>>>

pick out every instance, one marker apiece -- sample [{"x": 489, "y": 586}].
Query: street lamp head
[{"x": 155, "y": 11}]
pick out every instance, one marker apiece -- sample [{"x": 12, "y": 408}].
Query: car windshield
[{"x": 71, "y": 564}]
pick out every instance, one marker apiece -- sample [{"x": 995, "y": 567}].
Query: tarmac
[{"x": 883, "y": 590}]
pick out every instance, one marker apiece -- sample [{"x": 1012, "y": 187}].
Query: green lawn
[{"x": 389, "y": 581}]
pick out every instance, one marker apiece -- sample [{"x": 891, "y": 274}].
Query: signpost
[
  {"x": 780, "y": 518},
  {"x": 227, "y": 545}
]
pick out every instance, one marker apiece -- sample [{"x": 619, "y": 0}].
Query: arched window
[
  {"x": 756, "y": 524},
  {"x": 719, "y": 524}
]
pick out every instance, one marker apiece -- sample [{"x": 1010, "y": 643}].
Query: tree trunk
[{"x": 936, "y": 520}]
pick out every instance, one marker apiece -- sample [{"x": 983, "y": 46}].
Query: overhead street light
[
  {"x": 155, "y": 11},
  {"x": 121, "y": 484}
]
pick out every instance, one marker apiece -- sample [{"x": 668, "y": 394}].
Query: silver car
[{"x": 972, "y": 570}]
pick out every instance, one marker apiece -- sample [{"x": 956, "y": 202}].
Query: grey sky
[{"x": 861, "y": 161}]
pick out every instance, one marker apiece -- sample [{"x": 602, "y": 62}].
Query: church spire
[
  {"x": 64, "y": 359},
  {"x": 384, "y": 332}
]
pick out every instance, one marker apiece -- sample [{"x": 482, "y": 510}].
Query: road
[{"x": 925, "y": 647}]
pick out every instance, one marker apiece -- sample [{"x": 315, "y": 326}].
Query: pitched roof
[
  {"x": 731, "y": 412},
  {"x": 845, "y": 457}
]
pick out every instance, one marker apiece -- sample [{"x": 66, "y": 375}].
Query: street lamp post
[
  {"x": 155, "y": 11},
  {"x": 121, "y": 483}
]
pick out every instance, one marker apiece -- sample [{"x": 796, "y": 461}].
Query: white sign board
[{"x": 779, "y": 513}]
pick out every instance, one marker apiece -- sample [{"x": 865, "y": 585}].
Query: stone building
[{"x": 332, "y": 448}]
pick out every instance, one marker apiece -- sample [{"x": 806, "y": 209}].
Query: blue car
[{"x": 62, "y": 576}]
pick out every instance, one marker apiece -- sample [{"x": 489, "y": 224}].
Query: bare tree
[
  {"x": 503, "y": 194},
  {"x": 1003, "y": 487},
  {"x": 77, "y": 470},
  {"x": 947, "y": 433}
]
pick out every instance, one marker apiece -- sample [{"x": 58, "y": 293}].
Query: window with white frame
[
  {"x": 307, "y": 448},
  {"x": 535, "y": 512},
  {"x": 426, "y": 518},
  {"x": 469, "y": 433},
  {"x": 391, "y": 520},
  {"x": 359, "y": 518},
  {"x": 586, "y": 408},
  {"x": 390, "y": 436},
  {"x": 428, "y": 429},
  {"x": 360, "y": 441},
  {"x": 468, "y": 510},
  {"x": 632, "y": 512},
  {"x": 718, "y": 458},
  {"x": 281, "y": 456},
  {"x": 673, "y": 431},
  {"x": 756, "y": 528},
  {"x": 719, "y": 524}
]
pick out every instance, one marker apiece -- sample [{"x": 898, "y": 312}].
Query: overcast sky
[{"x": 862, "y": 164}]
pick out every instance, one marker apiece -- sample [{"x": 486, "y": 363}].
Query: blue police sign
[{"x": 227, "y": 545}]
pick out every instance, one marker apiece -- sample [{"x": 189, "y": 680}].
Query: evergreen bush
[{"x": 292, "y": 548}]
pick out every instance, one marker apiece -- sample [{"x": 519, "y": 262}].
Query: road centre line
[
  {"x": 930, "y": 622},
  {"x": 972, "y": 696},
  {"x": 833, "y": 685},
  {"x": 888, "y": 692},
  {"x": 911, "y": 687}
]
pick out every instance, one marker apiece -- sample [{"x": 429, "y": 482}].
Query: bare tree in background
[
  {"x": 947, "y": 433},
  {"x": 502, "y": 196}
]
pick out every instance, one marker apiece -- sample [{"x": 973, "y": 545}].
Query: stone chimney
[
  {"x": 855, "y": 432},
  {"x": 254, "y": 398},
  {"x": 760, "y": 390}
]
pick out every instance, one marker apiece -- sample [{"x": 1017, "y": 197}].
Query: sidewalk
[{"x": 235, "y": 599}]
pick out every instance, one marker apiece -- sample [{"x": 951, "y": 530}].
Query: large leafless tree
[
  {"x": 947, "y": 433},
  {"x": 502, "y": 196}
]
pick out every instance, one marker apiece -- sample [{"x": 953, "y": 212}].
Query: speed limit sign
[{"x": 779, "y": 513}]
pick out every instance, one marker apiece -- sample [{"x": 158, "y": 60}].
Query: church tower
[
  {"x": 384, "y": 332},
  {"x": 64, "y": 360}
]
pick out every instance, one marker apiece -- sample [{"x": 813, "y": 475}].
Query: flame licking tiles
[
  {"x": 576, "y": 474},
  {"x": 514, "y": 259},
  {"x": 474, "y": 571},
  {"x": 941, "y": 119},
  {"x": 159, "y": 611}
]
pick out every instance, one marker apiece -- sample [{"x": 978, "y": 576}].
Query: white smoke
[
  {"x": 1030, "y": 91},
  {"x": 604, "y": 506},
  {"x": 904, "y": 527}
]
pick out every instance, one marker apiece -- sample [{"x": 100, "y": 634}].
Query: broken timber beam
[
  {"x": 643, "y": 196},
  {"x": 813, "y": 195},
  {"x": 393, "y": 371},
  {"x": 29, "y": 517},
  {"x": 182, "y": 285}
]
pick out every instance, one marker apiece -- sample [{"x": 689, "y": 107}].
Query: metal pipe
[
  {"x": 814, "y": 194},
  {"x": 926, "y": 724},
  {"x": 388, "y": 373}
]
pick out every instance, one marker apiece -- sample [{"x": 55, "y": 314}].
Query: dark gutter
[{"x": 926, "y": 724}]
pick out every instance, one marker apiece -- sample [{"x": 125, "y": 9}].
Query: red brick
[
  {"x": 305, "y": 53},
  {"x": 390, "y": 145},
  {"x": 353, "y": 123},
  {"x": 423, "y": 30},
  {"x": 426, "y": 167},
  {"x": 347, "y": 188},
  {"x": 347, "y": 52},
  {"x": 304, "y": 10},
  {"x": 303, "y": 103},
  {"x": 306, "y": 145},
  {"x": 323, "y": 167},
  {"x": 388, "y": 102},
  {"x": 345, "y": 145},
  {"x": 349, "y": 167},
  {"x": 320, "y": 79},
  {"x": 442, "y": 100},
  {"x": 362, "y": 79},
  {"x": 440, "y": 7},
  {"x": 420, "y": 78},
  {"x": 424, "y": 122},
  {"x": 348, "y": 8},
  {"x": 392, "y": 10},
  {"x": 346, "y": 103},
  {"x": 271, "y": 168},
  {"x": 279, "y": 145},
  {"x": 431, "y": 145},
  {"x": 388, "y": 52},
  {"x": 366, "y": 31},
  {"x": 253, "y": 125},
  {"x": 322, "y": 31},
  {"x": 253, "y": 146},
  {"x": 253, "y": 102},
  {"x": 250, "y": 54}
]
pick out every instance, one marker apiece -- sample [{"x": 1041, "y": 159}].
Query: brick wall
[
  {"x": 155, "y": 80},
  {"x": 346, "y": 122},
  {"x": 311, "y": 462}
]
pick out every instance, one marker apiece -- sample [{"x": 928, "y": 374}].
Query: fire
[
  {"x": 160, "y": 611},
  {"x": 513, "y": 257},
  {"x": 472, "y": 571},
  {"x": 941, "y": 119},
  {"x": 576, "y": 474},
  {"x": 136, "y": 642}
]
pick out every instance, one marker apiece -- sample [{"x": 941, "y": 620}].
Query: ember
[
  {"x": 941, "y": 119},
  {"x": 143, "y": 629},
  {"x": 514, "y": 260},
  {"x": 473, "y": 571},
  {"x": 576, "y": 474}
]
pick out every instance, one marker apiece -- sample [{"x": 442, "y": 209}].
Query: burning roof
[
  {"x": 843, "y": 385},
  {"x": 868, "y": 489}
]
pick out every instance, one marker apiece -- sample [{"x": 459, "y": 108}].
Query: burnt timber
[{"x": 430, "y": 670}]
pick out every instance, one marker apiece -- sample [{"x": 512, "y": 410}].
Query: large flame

<<<

> [TASK DETAILS]: The answer should hold exactly the lines running from the one with "Query: burnt timber" to the final line of the data, both ends counted.

> [FINISHED EXERCISE]:
Query: burnt timber
[{"x": 430, "y": 670}]
pick out every instance, one marker apiece -- sample [{"x": 512, "y": 410}].
Query: large flame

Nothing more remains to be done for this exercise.